*STATED TASK:* Could you reproduce all of the data below word for word, keeping every line intact?

Coordinate labeling data
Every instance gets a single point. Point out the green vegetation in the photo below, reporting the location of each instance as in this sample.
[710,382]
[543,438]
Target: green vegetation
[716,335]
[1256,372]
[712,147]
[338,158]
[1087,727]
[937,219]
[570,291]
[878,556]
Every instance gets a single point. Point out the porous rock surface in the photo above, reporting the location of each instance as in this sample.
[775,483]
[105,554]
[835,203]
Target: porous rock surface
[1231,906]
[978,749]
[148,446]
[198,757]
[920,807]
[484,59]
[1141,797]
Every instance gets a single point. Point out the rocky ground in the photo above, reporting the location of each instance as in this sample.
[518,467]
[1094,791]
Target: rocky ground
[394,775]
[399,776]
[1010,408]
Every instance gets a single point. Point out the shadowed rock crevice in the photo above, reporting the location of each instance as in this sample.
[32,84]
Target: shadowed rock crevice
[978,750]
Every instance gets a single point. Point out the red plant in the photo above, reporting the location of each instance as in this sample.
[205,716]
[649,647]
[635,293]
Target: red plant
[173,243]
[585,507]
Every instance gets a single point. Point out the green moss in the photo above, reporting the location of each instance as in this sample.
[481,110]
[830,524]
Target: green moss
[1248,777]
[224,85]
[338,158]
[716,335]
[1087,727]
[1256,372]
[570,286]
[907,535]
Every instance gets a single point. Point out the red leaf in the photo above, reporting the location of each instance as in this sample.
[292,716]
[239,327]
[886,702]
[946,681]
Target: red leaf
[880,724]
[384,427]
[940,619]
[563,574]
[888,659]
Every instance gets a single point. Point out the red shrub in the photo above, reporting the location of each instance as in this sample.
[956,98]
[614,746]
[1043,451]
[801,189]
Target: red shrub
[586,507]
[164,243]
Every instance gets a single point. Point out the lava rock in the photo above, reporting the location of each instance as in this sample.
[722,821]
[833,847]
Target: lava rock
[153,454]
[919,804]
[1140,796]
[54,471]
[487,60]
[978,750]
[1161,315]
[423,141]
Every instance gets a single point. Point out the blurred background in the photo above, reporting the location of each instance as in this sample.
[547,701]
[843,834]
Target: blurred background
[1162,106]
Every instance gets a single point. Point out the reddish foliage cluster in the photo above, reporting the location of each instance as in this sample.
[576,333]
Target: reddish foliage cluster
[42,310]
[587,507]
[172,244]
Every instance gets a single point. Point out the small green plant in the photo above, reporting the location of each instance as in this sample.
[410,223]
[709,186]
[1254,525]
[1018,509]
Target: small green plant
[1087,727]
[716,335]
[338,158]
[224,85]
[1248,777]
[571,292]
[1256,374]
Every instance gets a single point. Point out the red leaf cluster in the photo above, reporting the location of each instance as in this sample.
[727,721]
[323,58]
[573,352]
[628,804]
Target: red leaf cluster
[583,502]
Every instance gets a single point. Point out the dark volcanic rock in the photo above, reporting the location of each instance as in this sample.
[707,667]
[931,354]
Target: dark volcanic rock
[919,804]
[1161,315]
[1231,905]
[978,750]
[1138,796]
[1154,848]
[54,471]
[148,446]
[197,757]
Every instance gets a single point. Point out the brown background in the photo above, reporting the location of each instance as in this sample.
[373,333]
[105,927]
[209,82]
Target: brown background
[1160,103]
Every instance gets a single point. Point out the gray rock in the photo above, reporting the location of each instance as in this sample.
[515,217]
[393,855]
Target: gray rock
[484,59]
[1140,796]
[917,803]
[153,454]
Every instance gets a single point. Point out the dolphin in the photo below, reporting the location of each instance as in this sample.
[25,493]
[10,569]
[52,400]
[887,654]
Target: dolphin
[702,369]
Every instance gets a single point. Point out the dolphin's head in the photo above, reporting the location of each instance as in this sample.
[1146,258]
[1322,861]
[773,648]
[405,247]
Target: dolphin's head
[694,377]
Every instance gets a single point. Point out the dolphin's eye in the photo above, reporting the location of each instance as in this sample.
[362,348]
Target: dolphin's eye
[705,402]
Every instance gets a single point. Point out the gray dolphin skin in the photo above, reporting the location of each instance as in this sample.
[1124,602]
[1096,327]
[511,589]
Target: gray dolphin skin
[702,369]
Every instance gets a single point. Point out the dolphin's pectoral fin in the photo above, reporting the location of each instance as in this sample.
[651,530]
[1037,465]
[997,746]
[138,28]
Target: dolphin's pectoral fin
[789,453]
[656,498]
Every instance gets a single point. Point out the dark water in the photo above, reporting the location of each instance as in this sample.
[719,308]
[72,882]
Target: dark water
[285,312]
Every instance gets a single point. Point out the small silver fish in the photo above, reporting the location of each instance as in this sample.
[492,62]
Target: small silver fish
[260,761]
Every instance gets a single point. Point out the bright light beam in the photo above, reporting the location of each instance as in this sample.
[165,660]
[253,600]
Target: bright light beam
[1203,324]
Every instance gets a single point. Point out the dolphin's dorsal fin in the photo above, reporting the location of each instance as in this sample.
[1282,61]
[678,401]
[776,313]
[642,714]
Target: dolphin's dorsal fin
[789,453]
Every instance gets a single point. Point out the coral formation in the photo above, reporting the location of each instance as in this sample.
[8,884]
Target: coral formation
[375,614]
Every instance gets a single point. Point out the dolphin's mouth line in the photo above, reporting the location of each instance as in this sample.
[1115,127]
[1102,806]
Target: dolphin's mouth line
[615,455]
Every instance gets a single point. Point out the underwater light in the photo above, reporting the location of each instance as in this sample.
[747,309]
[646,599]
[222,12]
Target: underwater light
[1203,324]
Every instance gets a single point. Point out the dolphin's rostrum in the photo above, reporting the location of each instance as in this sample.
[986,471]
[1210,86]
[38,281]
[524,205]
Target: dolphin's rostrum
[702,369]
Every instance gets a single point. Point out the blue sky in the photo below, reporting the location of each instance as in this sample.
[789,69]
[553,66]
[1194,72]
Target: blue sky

*TASK OUTPUT:*
Every instance gets a single point. Point out the green vegetation in the photo below, reporting the location of each instance as in this sample.
[710,382]
[543,438]
Target: green vegetation
[716,335]
[1256,372]
[712,147]
[338,158]
[1087,727]
[937,219]
[570,291]
[878,556]
Every instance gets a single point. Point out the porous rock surface in the photo above, reporting the location of each instance as in this sample.
[775,483]
[105,554]
[835,203]
Target: porous rock surface
[1231,906]
[978,749]
[148,446]
[198,757]
[920,807]
[484,59]
[1141,797]
Every instance gets a single point. Point out the rocky ground in the photo above, reporting the location of each instance as in this sample.
[518,467]
[1094,791]
Target: rocky ground
[394,775]
[399,776]
[1010,408]
Every instance gets a single point. Point out the shadowed rock crevice in the photo above, reporting the location of each instance as in this sample.
[32,84]
Target: shadowed rock crevice
[978,750]
Every instance gets a single point. Point out the red plant in the photo above, reporting the location of each instance as in this sample.
[205,716]
[649,647]
[635,293]
Target: red plant
[173,243]
[585,507]
Every instance gets a single point. Point out the green moss in the photo above, reporting the location of each instance as in this sample.
[481,110]
[830,524]
Target: green moss
[1248,777]
[224,85]
[338,158]
[716,335]
[1087,727]
[1256,372]
[570,286]
[907,535]
Every instance gets a single point. Point out the red leaf in the photo above, reporting the location of each instance as in this sample.
[292,716]
[239,327]
[886,702]
[946,681]
Target: red leaf
[880,724]
[384,427]
[940,619]
[563,574]
[888,659]
Every instance gets a single point. Point out the red shrub in the photo above, reporting the location of each instance as in this sample.
[956,98]
[614,746]
[1043,451]
[801,189]
Target: red shrub
[586,507]
[164,243]
Every instance gets a single point. Point out the lava rock in the photo above, reporting the location of each instance as in this sample.
[722,821]
[833,847]
Target: lava rock
[153,454]
[919,804]
[1140,796]
[54,471]
[487,60]
[978,750]
[1161,315]
[423,141]
Every instance gets a single point. Point out the blurred background in the photo above, reporting the location of each instance as in this sample.
[547,701]
[843,834]
Target: blurred background
[1162,106]
Every instance gets a single point. Point out the reddish foliage cluster in the photo above, reporting the location of each instance as in this sample.
[576,333]
Target: reddish foliage cluster
[42,310]
[587,507]
[172,244]
Every instance gets a single point. Point out the small green plant in the photo above, reporting the location of each instance as in this sample.
[410,223]
[709,186]
[1254,525]
[1018,509]
Target: small green plant
[1087,727]
[716,335]
[338,158]
[224,85]
[1248,777]
[571,292]
[1256,374]
Every instance gets a single point. Point out the red leaf cluster in the photo above, reporting the location of each instance as in this sample.
[727,721]
[323,58]
[573,352]
[628,804]
Target: red leaf cluster
[583,502]
Every instance gets a single point. Point out the dark volcanic rock in the photo above, reporting the location of each instance as in this sample.
[707,667]
[931,354]
Target: dark volcanic rock
[919,804]
[1161,315]
[1231,905]
[978,750]
[1138,796]
[1154,848]
[54,471]
[148,446]
[197,757]
Every instance gets a single point. Point out the brown background in the photo above, reporting the location of each instance as in this sample.
[373,333]
[105,927]
[209,82]
Target: brown background
[1160,103]
Every instance gets a single point. Point out the gray rock in the photo above, reporting the location of each instance as in this sample.
[515,217]
[393,855]
Target: gray rock
[484,59]
[1140,796]
[917,803]
[153,454]
Every instance gets a single point. Point out the dolphin in the photo below, reporting the location of each instance as in this sample.
[25,493]
[10,569]
[52,400]
[887,654]
Target: dolphin
[702,369]
Every instance gets a single point. Point out the dolphin's head in the photo above, reporting the location of each instance as in this sample.
[1146,258]
[1322,861]
[773,648]
[405,247]
Target: dolphin's head
[694,377]
Every instance gets a single point. Point out the dolphin's eye in the photo above, reporting the location of each instance as in this sample.
[362,348]
Target: dolphin's eye
[705,402]
Every instance gets a single point. Point out the gray dolphin skin in the photo above, reporting the location of each instance as in this sample.
[1124,602]
[1096,327]
[511,589]
Target: gray dolphin skin
[702,369]
Every instance gets a single point. Point out the dolphin's pectoral fin in the photo above, reporting the location of each instance as in this sample.
[651,530]
[1037,465]
[997,746]
[138,28]
Target: dolphin's pectoral fin
[789,453]
[656,498]
Every instance gets a single point. Point out the dark water in the photo above, reporting the location of each instance as in this sample.
[719,308]
[72,882]
Target: dark water
[285,312]
Every instance gets a single point. Point out the small silver fish in the photo above, reporting the location of each instance as in this sample.
[492,62]
Target: small silver fish
[260,761]
Every instance gets a single point. Point out the bright light beam in the photo above, reporting the location of each instance as in this sample.
[165,660]
[253,600]
Target: bright light beam
[1203,324]
Every instance gets a single point. Point out the dolphin's dorsal fin in the photo above, reporting the location of each instance as in this sample.
[1282,61]
[678,401]
[776,313]
[642,714]
Target: dolphin's dorsal fin
[789,453]
Every instance gets a single point. Point out the coral formation in the photo above, reporting the location of each instance as in this sample.
[8,884]
Target: coral formation
[375,614]
Every instance gets a single point. Point out the dolphin's mouth line in the photo above, reporting the location of each instance as in this sample.
[1115,127]
[1102,806]
Target: dolphin's mouth line
[615,455]
Every instance gets a single point. Point out the underwater light in the photo above, reporting the location of each instance as in this sample.
[747,309]
[646,599]
[222,12]
Target: underwater light
[1203,324]
Every instance gets a single point. Point out the dolphin's rostrum in the photo above, reporting the location of each instance as in this sample.
[986,471]
[1210,86]
[38,281]
[524,205]
Target: dolphin's rostrum
[702,369]
Every instance gets a single point. Point out the blue sky in the photo below, reporting the location of each instance as in this sample.
[789,69]
[553,66]
[1194,72]
Target: blue sky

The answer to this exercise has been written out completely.